■ Instrução A
Responda com base na notícia sobre os operários em Alagoas:
(i) Em que município os operários foram contratados para atuar?
(ii) Quem fez a denúncia averiguada pelos auditores e pelo MPT?
(iii) Qual é o nome da procuradora do Trabalho citada?
■ Instrução B
Copie, sem nenhuma alteração, o trecho da notícia sobre os operários em Alagoas que abre com as palavras "Mais de 200" e fecha com "trabalhistas foram pagos.".
■ Instrução C
Traduza para o inglês, por favor, esta frase da notícia sobre os operários em Alagoas: "A intenção é agilizar o pagamento destes trabalhadores e devolvê-los para casa."

■ Texto exibido
Mais de 200 operários do ramo petrolífero, contratados por uma emprega terceirizada, para atuarem no município de Passo de Camaragibe, no Litoral Norte de Alagoas, estão sendo submetidos a situação degradante de trabalho. Auditores fiscais da Superintendência Regional do Trabalho e Emprego (SRTE) em Alagoas e integrantes do Ministério Público do Trabalho (MPT) averiguaram a denúncia feita pelo sindicato da categoria e constataram, também, que, entre os trabalhadores, estavam um grupo de argentinos que foi aliciado a vir ao estado com a promessa de manter um alto salário, mas foi enganado e nem os acordos trabalhistas foram pagos.
O assunto está sendo tratado, hoje, durante uma audiência entre o MPT e os representantes da empresa. A intenção é agilizar o pagamento destes trabalhadores e devolvê-los para casa. A procuradora do Trabalho Virgínia Ferreira pode, inclusive, ingressar com uma ação trabalhista para forçar o cumprimento da lei.

■ Linhas de dados
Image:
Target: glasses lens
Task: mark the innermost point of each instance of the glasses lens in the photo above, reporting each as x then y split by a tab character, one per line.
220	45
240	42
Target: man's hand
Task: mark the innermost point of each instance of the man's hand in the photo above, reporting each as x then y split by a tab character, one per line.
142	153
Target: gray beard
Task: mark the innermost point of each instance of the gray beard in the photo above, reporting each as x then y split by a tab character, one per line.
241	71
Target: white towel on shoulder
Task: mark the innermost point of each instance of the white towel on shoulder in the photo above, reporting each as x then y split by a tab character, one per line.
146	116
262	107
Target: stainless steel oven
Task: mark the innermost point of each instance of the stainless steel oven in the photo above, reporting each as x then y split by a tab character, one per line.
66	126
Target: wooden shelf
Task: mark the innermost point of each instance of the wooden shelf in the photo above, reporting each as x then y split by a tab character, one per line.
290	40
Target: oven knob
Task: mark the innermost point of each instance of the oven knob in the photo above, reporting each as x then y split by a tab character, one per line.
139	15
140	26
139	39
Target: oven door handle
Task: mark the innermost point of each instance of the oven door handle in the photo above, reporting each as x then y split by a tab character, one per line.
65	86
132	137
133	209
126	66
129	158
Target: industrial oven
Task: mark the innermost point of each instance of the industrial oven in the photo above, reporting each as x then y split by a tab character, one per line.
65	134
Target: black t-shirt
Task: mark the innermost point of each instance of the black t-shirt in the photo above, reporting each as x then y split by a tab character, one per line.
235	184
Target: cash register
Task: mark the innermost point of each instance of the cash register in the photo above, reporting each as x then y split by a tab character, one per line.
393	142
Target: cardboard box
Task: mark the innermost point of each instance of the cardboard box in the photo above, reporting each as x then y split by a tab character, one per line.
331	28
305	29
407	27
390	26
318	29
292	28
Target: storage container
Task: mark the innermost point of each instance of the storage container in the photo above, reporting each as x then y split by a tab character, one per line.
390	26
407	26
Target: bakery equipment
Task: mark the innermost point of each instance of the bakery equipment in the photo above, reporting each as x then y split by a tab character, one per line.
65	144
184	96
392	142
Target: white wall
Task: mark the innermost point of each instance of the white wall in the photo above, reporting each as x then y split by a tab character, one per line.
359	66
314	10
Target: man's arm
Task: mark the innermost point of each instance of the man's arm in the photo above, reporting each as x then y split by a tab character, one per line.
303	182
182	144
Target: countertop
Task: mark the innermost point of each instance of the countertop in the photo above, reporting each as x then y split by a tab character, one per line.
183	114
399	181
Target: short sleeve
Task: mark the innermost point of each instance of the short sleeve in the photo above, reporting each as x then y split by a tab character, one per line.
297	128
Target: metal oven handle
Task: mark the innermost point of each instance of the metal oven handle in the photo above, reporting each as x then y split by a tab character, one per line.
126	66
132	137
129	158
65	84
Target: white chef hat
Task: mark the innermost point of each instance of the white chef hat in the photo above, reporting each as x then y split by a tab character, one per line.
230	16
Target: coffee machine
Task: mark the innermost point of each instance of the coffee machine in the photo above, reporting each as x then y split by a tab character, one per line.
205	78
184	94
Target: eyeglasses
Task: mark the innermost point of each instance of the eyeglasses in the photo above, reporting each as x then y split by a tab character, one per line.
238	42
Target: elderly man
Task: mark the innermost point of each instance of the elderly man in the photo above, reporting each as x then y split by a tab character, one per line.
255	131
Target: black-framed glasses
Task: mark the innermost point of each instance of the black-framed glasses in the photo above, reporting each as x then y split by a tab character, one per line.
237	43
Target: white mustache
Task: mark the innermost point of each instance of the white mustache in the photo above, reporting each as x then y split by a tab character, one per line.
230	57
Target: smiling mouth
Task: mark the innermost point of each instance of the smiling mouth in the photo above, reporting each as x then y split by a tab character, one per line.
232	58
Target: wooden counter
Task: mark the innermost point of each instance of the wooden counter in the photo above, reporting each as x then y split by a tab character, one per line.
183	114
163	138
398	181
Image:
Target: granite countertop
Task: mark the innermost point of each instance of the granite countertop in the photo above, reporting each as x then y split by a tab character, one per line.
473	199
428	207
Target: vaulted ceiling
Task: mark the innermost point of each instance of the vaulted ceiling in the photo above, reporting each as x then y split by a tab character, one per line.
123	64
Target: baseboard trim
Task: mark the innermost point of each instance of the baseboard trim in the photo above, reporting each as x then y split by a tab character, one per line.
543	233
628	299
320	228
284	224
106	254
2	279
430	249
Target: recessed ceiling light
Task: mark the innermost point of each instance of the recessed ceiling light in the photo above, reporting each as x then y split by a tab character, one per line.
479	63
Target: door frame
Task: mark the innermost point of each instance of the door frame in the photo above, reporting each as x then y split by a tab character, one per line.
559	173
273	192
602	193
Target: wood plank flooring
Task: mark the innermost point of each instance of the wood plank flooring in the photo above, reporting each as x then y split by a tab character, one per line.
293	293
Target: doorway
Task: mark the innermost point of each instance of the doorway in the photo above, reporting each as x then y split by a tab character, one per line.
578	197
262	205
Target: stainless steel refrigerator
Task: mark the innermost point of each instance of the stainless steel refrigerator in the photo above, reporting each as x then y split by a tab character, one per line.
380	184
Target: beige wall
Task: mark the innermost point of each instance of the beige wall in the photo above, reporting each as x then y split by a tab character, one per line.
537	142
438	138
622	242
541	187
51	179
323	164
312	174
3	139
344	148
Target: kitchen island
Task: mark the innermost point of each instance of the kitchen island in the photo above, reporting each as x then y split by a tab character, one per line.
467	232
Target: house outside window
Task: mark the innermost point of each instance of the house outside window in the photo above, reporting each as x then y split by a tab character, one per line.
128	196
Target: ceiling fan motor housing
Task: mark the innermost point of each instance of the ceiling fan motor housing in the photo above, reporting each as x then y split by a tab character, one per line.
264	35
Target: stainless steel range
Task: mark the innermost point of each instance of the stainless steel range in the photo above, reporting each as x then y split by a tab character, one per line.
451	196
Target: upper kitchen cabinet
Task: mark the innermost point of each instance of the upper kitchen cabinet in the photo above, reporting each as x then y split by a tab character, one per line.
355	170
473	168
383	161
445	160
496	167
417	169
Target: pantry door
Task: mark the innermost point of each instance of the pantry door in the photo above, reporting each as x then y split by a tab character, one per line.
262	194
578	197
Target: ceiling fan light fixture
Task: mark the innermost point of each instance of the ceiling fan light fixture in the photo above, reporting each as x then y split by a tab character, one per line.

■ Resposta final A
(i) Passo de Camaragibe, no Litoral Norte de Alagoas.
(ii) O sindicato da categoria.
(iii) Virgínia Ferreira.

■ Resposta final B
Mais de 200 operários do ramo petrolífero, contratados por uma emprega terceirizada, para atuarem no município de Passo de Camaragibe, no Litoral Norte de Alagoas, estão sendo submetidos a situação degradante de trabalho. Auditores fiscais da Superintendência Regional do Trabalho e Emprego (SRTE) em Alagoas e integrantes do Ministério Público do Trabalho (MPT) averiguaram a denúncia feita pelo sindicato da categoria e constataram, também, que, entre os trabalhadores, estavam um grupo de argentinos que foi aliciado a vir ao estado com a promessa de manter um alto salário, mas foi enganado e nem os acordos trabalhistas foram pagos.

■ Resposta final C
The intention is to speed up the payment of these workers and send them back home.